_TO DO_:
Collect every line in the data below that contains the string "snow".

[START RECORDS FOR THIS EXERCISE]

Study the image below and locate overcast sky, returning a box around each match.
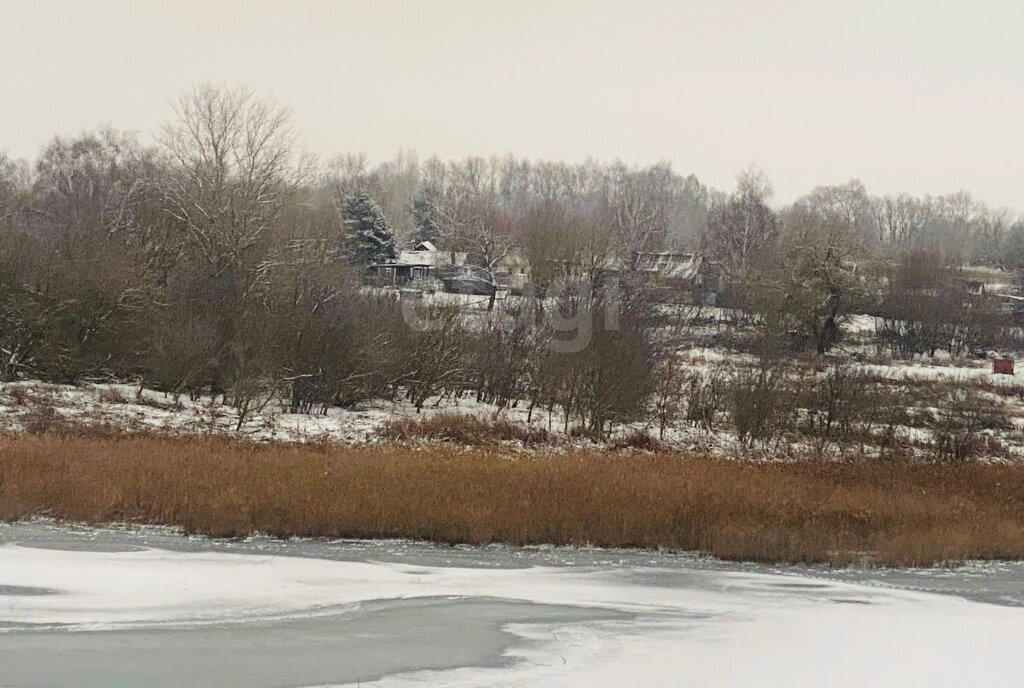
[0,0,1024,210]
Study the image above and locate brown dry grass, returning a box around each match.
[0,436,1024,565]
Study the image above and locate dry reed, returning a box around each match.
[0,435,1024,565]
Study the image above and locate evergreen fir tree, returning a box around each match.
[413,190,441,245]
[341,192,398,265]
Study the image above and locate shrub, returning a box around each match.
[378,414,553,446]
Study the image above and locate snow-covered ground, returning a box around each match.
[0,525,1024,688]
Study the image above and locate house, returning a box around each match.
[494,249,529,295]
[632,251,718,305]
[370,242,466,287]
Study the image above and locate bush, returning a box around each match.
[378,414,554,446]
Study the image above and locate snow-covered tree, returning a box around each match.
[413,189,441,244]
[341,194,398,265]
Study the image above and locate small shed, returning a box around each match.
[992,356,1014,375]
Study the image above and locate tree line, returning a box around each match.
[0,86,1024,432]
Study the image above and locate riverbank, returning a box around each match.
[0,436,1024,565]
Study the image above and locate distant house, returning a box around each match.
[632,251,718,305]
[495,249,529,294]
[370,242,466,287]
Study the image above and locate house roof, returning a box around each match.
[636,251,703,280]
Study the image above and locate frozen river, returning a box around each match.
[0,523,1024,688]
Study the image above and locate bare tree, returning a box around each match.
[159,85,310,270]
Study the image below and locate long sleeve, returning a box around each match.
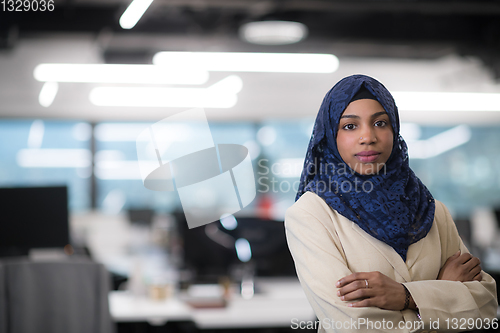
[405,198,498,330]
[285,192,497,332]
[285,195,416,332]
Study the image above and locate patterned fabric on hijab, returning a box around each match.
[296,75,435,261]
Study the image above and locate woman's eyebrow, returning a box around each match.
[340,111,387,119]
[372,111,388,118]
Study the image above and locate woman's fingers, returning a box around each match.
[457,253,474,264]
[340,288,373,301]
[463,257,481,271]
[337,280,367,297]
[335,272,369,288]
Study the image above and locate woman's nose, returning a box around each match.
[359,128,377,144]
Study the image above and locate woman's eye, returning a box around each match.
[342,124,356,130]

[END RECORDS FOR THIS EXERCISE]

_EXPECTED ANSWER_:
Study the image above and locate snow-covered ground, returning a box around each match.
Study the image above and locate snow-covered tree, returning a box around each match.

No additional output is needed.